§ **Problem statement**:
Pull out every line in the entries below that contains the word "wooden".

======== Excerpted records

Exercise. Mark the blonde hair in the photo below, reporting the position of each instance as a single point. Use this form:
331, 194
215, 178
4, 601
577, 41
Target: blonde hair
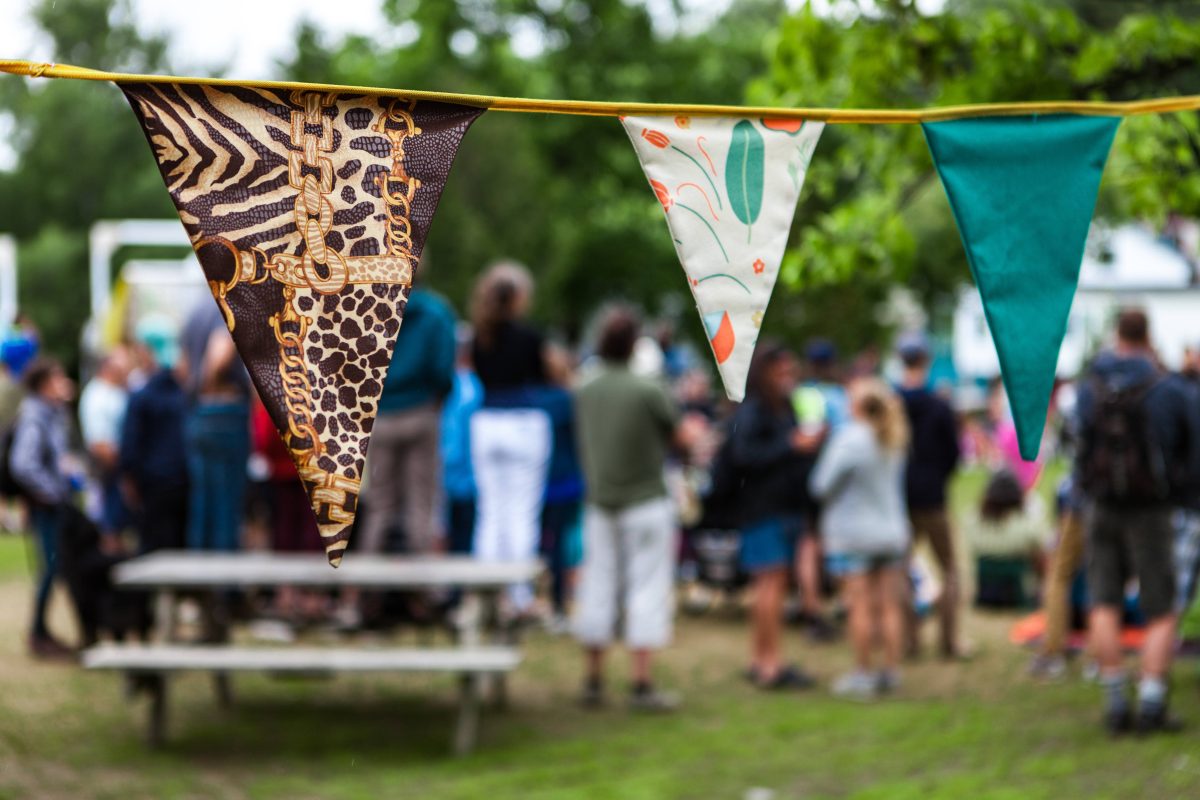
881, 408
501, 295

================
======== Excerpted records

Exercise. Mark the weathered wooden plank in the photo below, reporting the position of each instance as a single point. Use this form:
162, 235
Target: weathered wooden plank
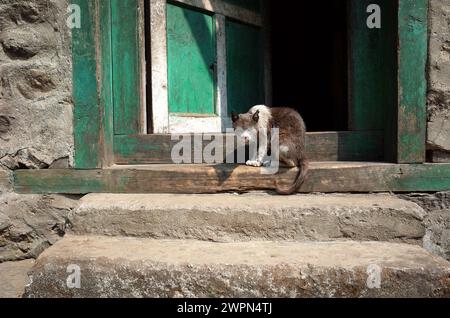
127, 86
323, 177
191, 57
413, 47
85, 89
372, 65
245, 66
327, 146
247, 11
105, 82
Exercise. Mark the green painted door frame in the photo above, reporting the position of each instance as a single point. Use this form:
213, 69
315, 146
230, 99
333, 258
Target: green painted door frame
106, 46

================

§ **Final result**:
Exercise. Mark the weathered wooden plank in the photo below, reporting the position of each instance as a single point. Use this form:
Target: weathered wooden plank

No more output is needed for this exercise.